PLATTE DES MONATS
Kim Gordon: »The Collective«
Matador
Im Videoclip zum Song »BYE BYE« auf Kim Gordons jüngstem Soloalbum »The Collective« sieht man eine schlanke junge Frau mit strähnigen blonden Haaren und schicken Slacker-Klamotten, und der kundige Zuschauer fühlt sich erinnert an die achtziger Jahre, als eine andere schlanke blonde Frau bei der US-Band Sonic Youth die Basssaiten zupfte zu Lärm-Pop-Stücken wie »Death Valley ’69« und in »Flower« gegen den Gitarrenlärm der schlaksigen Jungs an ihrer Seite ansang, einer davon ihr Ehemann Thurston Moore. Bei der Frau im neuen »BYE BYE«-Video handelt es sich um Gordons und Moores Tochter Coco, die auch im zweiten Video zum Album, »I’m a Man«, auftritt und ihrer Mutter so ähnlich sieht wie ein Drum-Computer-Loop dem anderen.

========

* **Aufgabe 1**
Übersetze bitte aus der Plattenkritik zu »The Collective« den folgenden Satz ins Englische: »Bei der Frau im neuen »BYE BYE«-Video handelt es sich um Gordons und Moores Tochter Coco, die auch im zweiten Video zum Album, »I’m a Man«, auftritt und ihrer Mutter so ähnlich sieht wie ein Drum-Computer-Loop dem anderen.«
* **Aufgabe 2**
In welchem zweiten Video zum Album tritt Coco laut der Plattenkritik zu »The Collective« ebenfalls auf?
* **Aufgabe 3**
Schreib die Plattenkritik zu »The Collective« im Anschluss an ihren letzten Satz weiter.

* **Auszug aus dem Datensatz**
========

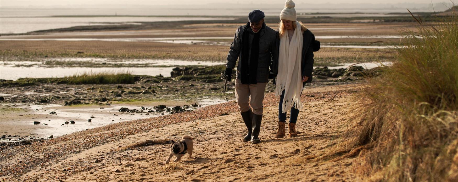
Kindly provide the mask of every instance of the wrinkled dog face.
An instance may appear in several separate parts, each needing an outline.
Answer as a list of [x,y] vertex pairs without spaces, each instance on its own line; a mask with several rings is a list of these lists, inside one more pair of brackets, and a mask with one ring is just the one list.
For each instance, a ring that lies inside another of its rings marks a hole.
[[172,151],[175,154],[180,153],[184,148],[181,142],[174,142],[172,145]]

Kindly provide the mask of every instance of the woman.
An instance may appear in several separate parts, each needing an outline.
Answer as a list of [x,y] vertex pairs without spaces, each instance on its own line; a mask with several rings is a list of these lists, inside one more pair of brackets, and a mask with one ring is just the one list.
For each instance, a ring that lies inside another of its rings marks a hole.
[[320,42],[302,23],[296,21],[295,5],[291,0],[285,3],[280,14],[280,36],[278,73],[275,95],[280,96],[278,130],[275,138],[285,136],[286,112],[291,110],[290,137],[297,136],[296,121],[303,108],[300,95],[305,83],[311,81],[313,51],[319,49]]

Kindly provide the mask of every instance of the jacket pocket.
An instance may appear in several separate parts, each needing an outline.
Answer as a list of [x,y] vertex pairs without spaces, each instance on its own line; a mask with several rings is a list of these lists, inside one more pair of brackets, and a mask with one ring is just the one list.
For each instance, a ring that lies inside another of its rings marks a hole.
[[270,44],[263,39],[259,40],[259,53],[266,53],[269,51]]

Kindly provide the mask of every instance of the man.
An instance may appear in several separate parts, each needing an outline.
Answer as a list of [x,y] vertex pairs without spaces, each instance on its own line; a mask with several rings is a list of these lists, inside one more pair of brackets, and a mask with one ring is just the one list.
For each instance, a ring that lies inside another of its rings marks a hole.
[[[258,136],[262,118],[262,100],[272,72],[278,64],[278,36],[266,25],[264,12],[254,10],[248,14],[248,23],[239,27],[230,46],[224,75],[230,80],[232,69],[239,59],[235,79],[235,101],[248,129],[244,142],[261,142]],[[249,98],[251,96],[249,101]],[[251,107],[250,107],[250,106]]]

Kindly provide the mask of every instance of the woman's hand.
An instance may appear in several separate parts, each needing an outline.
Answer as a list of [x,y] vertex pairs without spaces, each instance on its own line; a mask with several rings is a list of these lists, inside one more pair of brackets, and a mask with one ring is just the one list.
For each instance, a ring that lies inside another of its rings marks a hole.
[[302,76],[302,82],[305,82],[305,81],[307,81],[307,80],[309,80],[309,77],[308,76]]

========

* **Antwort 1**
The woman in the new "BYE BYE" video is Gordon and Moore's daughter Coco, who also appears in the album's second video, "I'm a Man," and looks as much like her mother as one drum-machine loop looks like another.

* **Antwort 2**
Im Video zu »I’m a Man«.

* **Antwort 3**
Das Aussehen der Bassistin in einer Männerband in einem Männergeschäft mit überwiegend männlichem Publikum war und ist keine Nebensache. »Vieles hängt davon ab, wie das Mädchen aussieht«, schreibt Gordon über ihre Zeit als Sonic-Youth-Bassistin im autobiografischen Büchlein Girl in a Band von 2015. »Das Mädchen verankert die Bühne, saugt den männlichen Blick auf und wirft, je nachdem, wer sie ist, ihren eigenen Blick zurück ins Publikum.« Im Gegensatz zu Selbstdarstellerinnen wie der ewigen Krawallschachtel Courtney Love und der divenhaften Madonna pflegt Kim Gordon das Image der selbstbewussten Musikerin, die alles im Griff hat. Dabei sei sie »schüchtern, sensibel, verschlossen bis zu dem Punkt, dass ich keine andere Wahl hatte, als furchtlos zu werden, um meine eigene Überempfindlichkeit zu überwinden«.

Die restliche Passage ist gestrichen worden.